**BRANO DA LEGGERE**
Povertà in Brasile: l’Arsenale della Speranza a San Paolo

«Da sempre noi siamo un termometro di quello che succede a San Paolo, quando si crea un nuovo disagio sociale, noi siamo i primi a rendercene conto», spiega a Osservatorio Diritti Simone Bernardi, uno dei responsabili dell’Arsenal da Esperança (Arsenale della Speranza), una struttura del Sermig (Servizio missionari giovani), gestita con l’appoggio del Comune di San Paolo che dal 1996 aiuta i senzatetto della capitale paulista. L’Arsenale ha una capacità di 1.200 persone, a cui offre un letto, una doccia e un pasto caldo.

Nella città di San Paolo vivono, secondo l’ultimo censimento fatto dalla Prefettura di San Paolo circa 25.000 persone senza fissa dimora, ma secondo le associazioni del settore questa cifra supererebbe in realtà le 40.000 persone.

Secondo Simone Bernardi, dopo la riapertura e la ripresa delle attività economiche si è creata una nuova categoria di persone, lavoratori e lavoratrici che prima della pandemia avevano degli impieghi precari, informali e senza un contratto di lavoro. Persone che gestivano piccoli bar o aziende familiari, chi lavorava senza contratto nell’edilizia, chi aiutava nel carico e scarico delle merci, chi montava i palchi per i grandi eventi. Tutti profili estremamente precari che si sono ritrovati improvvisamente senza lavoro e senza alcun ammortizzatore sociale.

«Abbiamo visto anche un nuovo flusso in arrivo da Rio de Janeiro, la chiusura del turismo nella città carioca ha lasciato senza lavoro centinaia di persone», spiega Simone. Prima della pandemia, Marcelo Lopez Gonçalves faceva le consegne per una nota compagnia di birra locale a Rio de Janeiro, a causa della chiusura per il coronavirus l’azienda ha licenziato una parte dei suoi impiegati e Marcelo si è ritrovato senza lavoro, le difficoltà economiche hanno creato nuovi conflitti familiari e nel giro di pochi mesi si è ritrovato da solo e senza i soldi per poter pagare un affitto. Ritrovatosi a dormire per strada, Marcelo ha deciso di venire a San Paolo e ricominciare da zero. «Così è cambiata la mia vita, in così poco tempo, a causa della pandemia», conclude Marcelo.

**RIGHE FORNITE**
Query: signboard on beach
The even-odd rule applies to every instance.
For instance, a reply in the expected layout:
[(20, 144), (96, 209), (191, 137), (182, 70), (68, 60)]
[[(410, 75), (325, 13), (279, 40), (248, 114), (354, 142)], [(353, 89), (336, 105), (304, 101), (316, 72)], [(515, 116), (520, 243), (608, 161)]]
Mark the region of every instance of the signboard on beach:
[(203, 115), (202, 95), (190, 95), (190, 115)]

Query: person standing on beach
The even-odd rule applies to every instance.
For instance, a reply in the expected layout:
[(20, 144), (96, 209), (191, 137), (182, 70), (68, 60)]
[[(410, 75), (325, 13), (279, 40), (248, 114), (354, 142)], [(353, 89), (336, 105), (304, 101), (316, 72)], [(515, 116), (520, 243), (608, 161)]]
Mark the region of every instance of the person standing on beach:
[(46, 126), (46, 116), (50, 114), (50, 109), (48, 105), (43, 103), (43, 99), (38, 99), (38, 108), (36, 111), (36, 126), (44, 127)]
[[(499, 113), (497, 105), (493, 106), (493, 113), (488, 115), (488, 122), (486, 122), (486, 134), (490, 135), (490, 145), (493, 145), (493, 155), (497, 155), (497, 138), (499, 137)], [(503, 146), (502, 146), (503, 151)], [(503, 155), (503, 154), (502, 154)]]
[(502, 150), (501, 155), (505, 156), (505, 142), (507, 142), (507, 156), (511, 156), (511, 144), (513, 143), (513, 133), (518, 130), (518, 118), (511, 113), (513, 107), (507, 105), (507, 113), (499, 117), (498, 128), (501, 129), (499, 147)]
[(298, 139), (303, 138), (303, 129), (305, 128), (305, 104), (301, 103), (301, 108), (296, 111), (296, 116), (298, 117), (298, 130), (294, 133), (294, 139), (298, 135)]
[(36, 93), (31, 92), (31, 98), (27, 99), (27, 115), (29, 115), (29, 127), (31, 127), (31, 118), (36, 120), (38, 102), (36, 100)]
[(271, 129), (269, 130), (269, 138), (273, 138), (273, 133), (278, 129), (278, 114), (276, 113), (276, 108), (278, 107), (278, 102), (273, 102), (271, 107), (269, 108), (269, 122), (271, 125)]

* * *

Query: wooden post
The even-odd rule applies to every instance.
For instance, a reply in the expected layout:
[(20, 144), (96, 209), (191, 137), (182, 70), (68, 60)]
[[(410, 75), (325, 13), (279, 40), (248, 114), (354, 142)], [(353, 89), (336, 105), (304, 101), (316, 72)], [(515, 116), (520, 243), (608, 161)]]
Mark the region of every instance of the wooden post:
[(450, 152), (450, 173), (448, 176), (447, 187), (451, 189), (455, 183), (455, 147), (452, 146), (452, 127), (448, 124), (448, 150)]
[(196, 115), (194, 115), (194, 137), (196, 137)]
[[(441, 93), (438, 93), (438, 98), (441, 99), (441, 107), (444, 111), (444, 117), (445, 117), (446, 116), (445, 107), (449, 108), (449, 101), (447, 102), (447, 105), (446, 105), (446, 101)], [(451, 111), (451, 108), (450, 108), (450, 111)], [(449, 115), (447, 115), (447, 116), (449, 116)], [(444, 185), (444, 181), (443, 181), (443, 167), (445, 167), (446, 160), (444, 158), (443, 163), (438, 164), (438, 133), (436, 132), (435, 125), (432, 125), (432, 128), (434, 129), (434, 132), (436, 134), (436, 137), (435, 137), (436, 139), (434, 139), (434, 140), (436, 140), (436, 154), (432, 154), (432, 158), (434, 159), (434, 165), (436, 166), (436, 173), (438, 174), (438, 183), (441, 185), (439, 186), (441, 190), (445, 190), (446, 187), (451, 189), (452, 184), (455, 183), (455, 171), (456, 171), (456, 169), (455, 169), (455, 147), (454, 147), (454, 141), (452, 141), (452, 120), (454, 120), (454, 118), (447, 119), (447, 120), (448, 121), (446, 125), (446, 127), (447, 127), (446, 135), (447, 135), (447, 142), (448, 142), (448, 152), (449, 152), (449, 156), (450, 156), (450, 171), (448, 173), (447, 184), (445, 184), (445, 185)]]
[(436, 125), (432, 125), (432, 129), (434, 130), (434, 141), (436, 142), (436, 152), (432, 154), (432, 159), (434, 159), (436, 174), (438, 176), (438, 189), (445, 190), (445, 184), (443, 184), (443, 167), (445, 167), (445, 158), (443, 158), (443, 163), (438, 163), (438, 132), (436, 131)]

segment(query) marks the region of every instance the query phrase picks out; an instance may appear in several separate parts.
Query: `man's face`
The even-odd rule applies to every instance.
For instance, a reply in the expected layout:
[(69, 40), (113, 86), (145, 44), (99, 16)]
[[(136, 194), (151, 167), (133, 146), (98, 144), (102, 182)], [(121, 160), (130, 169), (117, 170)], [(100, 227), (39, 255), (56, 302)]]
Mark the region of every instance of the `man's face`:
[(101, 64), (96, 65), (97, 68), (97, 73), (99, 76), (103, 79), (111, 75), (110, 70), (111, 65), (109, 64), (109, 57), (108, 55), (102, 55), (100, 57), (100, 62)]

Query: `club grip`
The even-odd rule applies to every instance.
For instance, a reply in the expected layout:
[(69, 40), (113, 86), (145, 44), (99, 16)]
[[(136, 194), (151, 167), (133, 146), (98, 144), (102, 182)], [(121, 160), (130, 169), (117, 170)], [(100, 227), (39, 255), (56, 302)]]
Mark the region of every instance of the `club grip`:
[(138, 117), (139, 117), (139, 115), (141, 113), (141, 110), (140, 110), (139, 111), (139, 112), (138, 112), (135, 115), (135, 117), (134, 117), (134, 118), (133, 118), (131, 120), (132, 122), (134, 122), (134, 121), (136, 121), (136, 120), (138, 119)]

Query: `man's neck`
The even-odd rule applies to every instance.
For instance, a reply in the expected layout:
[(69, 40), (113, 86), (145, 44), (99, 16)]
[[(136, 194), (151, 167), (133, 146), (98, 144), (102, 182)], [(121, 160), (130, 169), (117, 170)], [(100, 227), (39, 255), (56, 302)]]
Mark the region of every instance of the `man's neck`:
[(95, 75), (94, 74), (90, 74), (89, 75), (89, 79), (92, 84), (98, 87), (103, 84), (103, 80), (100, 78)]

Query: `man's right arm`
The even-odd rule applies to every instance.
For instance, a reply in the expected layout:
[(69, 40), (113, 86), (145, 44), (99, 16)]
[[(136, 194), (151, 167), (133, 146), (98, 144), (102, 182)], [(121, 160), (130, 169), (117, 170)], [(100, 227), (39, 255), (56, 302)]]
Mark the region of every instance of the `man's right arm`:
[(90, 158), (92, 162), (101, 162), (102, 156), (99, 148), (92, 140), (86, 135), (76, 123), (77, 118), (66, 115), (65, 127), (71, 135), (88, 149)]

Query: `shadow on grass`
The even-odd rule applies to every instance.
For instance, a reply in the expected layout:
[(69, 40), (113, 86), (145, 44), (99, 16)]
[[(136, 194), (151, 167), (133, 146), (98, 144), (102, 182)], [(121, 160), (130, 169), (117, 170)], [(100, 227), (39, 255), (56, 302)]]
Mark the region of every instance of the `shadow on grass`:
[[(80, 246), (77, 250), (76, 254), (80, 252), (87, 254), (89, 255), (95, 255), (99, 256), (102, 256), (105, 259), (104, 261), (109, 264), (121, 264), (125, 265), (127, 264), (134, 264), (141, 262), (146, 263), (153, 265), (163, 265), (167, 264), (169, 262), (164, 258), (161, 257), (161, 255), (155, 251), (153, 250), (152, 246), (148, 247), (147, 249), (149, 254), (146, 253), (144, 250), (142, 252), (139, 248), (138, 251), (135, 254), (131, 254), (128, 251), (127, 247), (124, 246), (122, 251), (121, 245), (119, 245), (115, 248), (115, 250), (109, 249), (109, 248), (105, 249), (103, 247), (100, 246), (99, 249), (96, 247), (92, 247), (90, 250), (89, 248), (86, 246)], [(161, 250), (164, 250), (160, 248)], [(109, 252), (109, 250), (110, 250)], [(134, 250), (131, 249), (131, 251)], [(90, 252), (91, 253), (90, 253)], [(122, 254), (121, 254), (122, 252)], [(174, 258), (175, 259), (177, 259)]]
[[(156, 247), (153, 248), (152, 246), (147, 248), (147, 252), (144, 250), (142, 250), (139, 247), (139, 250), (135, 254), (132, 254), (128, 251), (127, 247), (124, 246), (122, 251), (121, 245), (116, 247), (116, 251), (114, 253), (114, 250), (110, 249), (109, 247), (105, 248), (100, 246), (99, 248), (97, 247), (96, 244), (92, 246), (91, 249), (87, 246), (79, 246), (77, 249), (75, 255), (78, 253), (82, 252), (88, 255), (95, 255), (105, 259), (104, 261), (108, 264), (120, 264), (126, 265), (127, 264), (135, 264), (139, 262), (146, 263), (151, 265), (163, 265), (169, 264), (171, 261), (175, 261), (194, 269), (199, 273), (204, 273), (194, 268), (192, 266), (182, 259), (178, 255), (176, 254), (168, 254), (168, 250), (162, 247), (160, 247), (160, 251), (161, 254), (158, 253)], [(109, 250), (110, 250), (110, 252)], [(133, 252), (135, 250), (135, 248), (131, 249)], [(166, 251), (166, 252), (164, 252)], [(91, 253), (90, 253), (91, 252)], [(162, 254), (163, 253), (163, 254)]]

**COMPITI DA SVOLGERE**
**1)** Ricopi il brano sulla povertà a San Paolo cominciando da «Povertà in Brasile: l’Arsenale» e proseguendo fino a «un pasto caldo.».
**2)** Prosegua il brano sulla povertà a San Paolo a partire dall'ultima frase riportata.
Le righe riportate costituiscono materiale a sé stante, distinto dal brano.

**RISPOSTE IN ORDINE**
**1)**
Povertà in Brasile: l’Arsenale della Speranza a San Paolo

«Da sempre noi siamo un termometro di quello che succede a San Paolo, quando si crea un nuovo disagio sociale, noi siamo i primi a rendercene conto», spiega a Osservatorio Diritti Simone Bernardi, uno dei responsabili dell’Arsenal da Esperança (Arsenale della Speranza), una struttura del Sermig (Servizio missionari giovani), gestita con l’appoggio del Comune di San Paolo che dal 1996 aiuta i senzatetto della capitale paulista. L’Arsenale ha una capacità di 1.200 persone, a cui offre un letto, una doccia e un pasto caldo.

**2)**
Con l’inflazione cresce il numero dei poveri in Brasile

L’emergenza sanitaria e la chiusura del commercio ha ovviamente influenzato molti degli equilibri economici di un gigante come il Brasile, la cui economia si basa in buona parte sull’esportazione di materie prime. Le commodities brasiliane sono prodotti basici, come arance, legname, caffè, carne, i cui prezzi sono andati fortemente al ribasso durante il 2020.

Il rallentamento delle esportazioni influisce su tutta l’economia brasiliana, causando la caduta del Pil. Se molti in questi mesi difficili non sono riusciti a farcela, sono ancora di più quelli che affrontano situazioni che diventano ogni giorno più difficili. L’aumento del prezzo del gasolio, il cambio svantaggioso con il dollaro e un generale rallentamento dell’economia hanno risvegliato l’antica paura dell’economia brasiliana: l’inflazione.

Secondo l’Istituto brasiliano di geografia e statistica, nel mese di agosto i prezzi sono aumentati dello 0,87% e l’asticella tocca quasi il 10% di aumento su base annua. Secondo l’ultima indagine, tutto il paniere alimentare dei beni fondamentali è aumentato.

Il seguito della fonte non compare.